> [Data excerpts]
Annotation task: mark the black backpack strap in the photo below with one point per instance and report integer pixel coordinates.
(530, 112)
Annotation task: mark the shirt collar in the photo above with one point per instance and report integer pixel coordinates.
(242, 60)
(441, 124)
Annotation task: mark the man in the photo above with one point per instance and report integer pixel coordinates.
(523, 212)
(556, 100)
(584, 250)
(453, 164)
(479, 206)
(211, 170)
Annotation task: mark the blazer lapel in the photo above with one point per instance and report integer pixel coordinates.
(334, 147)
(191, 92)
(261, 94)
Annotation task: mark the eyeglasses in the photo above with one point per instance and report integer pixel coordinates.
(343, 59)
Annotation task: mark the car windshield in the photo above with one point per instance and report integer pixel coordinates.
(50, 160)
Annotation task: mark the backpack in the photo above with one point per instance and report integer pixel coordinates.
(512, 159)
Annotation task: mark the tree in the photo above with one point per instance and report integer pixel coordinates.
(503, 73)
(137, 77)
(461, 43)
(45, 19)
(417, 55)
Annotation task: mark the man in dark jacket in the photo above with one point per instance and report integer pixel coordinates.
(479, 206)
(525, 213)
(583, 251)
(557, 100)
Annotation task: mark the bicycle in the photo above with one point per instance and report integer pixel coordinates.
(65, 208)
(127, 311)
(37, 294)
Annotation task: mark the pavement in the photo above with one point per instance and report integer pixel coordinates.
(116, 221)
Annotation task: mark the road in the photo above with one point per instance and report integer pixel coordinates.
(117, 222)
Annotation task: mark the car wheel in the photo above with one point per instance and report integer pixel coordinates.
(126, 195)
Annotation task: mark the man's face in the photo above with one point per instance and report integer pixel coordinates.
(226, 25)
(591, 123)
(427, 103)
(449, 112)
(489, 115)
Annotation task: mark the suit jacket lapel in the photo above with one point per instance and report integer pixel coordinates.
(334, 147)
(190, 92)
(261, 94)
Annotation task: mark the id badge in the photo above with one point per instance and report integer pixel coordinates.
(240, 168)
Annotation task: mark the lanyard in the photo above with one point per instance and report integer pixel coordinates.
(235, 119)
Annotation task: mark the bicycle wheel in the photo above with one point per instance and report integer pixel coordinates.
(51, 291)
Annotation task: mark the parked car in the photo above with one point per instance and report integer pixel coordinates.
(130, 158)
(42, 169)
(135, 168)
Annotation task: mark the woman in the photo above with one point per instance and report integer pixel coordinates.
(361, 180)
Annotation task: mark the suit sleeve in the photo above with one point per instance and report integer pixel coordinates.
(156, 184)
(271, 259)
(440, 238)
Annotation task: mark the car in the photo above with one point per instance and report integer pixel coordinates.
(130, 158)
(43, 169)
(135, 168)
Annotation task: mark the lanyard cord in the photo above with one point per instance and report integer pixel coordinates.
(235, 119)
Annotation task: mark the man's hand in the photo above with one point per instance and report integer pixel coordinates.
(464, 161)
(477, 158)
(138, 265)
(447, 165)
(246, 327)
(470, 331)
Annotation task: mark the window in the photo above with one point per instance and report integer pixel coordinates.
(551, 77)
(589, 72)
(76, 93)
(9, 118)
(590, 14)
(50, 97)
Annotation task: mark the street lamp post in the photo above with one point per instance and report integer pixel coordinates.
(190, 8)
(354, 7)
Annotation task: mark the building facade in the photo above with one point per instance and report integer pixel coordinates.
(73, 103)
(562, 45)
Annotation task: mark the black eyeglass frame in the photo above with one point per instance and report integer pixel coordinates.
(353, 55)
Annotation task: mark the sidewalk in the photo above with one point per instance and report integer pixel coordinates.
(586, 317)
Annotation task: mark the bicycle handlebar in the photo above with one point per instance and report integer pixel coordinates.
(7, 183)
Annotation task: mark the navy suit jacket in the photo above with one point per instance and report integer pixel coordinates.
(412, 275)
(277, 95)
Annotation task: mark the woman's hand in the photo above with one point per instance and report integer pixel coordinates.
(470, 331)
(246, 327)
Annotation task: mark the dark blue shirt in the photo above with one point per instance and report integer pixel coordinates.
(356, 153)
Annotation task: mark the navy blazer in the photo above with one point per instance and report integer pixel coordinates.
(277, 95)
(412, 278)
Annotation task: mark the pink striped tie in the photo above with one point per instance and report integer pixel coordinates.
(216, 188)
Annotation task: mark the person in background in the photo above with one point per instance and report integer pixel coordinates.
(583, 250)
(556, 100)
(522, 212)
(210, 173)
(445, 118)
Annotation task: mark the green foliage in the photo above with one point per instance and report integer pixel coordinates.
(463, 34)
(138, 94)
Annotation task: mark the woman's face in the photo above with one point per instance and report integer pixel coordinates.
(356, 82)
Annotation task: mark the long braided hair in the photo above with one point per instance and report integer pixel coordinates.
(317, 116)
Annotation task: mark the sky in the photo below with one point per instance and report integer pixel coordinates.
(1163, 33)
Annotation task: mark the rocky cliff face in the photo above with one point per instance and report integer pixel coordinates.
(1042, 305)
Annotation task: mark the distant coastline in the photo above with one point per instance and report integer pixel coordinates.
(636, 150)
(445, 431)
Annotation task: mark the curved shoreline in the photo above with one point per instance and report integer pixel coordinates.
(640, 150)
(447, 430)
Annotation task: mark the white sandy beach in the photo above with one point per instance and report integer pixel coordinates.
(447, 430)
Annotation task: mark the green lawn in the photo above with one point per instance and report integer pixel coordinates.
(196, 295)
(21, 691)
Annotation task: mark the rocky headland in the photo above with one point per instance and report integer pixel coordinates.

> [Task to complete]
The records above are to be printed out again exactly, without omission.

> [Response area]
Annotation task: mark the black backpack strap in the photo below with one point per instance and report integer pixel coordinates.
(530, 112)
Annotation task: mark the shirt collar in the photo above with one point per instance and report integer pixel coordinates.
(242, 60)
(441, 124)
Annotation task: mark the man in the photo above with one point per instance and report integer pixel coordinates.
(523, 212)
(556, 100)
(584, 250)
(453, 164)
(479, 206)
(211, 170)
Annotation task: mark the blazer lapel in the photo above with one point per instance and report integer pixel coordinates.
(334, 147)
(191, 92)
(261, 94)
Annotation task: mark the eyeglasses in the photo above with one point per instance and report integer pixel coordinates.
(343, 59)
Annotation task: mark the car windshield in the photo above with one point per instance and report integer pixel coordinates.
(50, 160)
Annotation task: mark the backpack in the photo above with one point per instance and report integer pixel coordinates.
(512, 159)
Annotation task: mark the tree in the photo above with one point per instance and report integer pixel coordinates.
(503, 73)
(137, 77)
(461, 43)
(45, 19)
(417, 55)
Annotation task: mark the man in dark jacket in the photo above with one point per instance and report integer pixel coordinates.
(479, 206)
(525, 213)
(583, 251)
(557, 100)
Annotation task: mark the bicycle in the photo above with one point per instance and report integer pixel coordinates.
(65, 208)
(127, 311)
(37, 294)
Annotation task: mark the pavement in the photo above with one point per instance and report integer pixel coordinates.
(116, 221)
Annotation task: mark the road in the photo above with one point per instance and report integer pixel coordinates.
(117, 222)
Annotation task: mark the car wheel in the photo above with one point per instance and report integer pixel coordinates.
(126, 195)
Annotation task: mark the man's face in the photo above with one point per instance and report integer pixel coordinates.
(226, 25)
(591, 123)
(427, 103)
(449, 112)
(489, 115)
Annotation task: mark the suit jacket lapel in the photo above with one point per instance and report integer pixel coordinates.
(334, 147)
(190, 92)
(261, 94)
Annotation task: mark the id badge in the photo above with one point per instance and report integer pixel coordinates.
(240, 168)
Annotation task: mark the lanyard in the photo above with one point per instance and report integer pixel coordinates.
(235, 119)
Annotation task: mark the bicycle wheel in the photo above with one point per instance and report integer pixel coordinates.
(51, 291)
Annotation task: mark the parked car in the photo above with one point per instance and report integer pixel coordinates.
(130, 158)
(42, 169)
(135, 168)
Annotation task: mark the woman in the photo above with one point per instance and report integer pixel coordinates.
(361, 180)
Annotation task: mark the suit sleeve in the photo above with one point per instance and report integer pixel coordinates.
(156, 184)
(271, 259)
(440, 238)
Annotation task: mark the car in the photo above with one point per instance and report integer pixel coordinates.
(130, 158)
(43, 169)
(135, 168)
Annotation task: mark the lanyard cord in the photo above with one point per instance and report integer pixel coordinates.
(235, 119)
Annotation task: mark the man's hand in the photo above with one point per instance and report integer pixel coordinates.
(464, 161)
(477, 158)
(138, 265)
(447, 165)
(246, 327)
(470, 331)
Annotation task: mark the window in the photo above with one point per instance and report integer pixel coordinates.
(551, 77)
(589, 72)
(76, 93)
(9, 118)
(590, 14)
(50, 97)
Annotation task: mark the street lamp post in the photo above with one point per instance and report integer pixel coordinates.
(190, 8)
(354, 7)
Annotation task: mark the building facade in the photo above with one point per instance and report integer pixel coordinates.
(73, 103)
(562, 45)
Annotation task: mark the black eyeglass frame in the photo above with one point per instance and report integer pixel coordinates.
(353, 55)
Annotation task: mark the sidewalk in the photo above with one point per instance and report integer pixel coordinates.
(586, 317)
Annotation task: mark the bicycle handlebar in the photo above with one point per instance and report integer pixel coordinates.
(7, 183)
Annotation task: mark the navy suit jacket in the photo above with one point per instance and report integer pixel coordinates.
(412, 275)
(277, 95)
Annotation task: mark the woman's hand in the photo above with one point per instance and report integer pixel coordinates.
(470, 331)
(246, 327)
Annotation task: mark the dark blue shirt in the photo above with one point per instance and report integer pixel coordinates.
(356, 153)
Annotation task: mark the navy blazer in the photo above with one point per instance and report integer pixel coordinates.
(277, 95)
(412, 278)
Annotation task: mark the pink striped tie in the photo above with one point per instance and report integer pixel coordinates.
(216, 188)
Annotation task: mark the person in background in the photo above with one point per instance and report integer pixel coordinates.
(583, 250)
(556, 100)
(522, 212)
(210, 173)
(445, 118)
Annotation task: mark the green foliage in the photo above with one point per instance and report integer pixel coordinates.
(463, 34)
(138, 94)
Annotation task: mark the woman's face in the photo above with one point per instance and report integer pixel coordinates.
(356, 82)
Annotation task: mark the long braided hair in the photo above with one point per instance and report integer pixel coordinates.
(317, 116)
Annotation task: mark the sky in the photo below with one point per instance and report integer pixel coordinates.
(1163, 33)
Annotation task: mark the rocky cliff face in the photo above with one point per instance and report integer pixel coordinates.
(1042, 305)
Annotation task: mark the distant coastline in the photo above with one point per instance and report integer pixel coordinates.
(636, 150)
(445, 431)
Annotation task: mark the curved shoreline in the photo above with one point per instance and report integer pixel coordinates.
(640, 150)
(447, 430)
Annotation task: mark the white sandy beach in the photo above with one point per instance and report integer pixel coordinates.
(447, 430)
Annotation task: mark the green lawn in the photo above with one point per instance and report integer pixel coordinates.
(196, 295)
(21, 691)
Annotation task: mark the rocky headland in the photo above with one point per instance and report integer pixel coordinates.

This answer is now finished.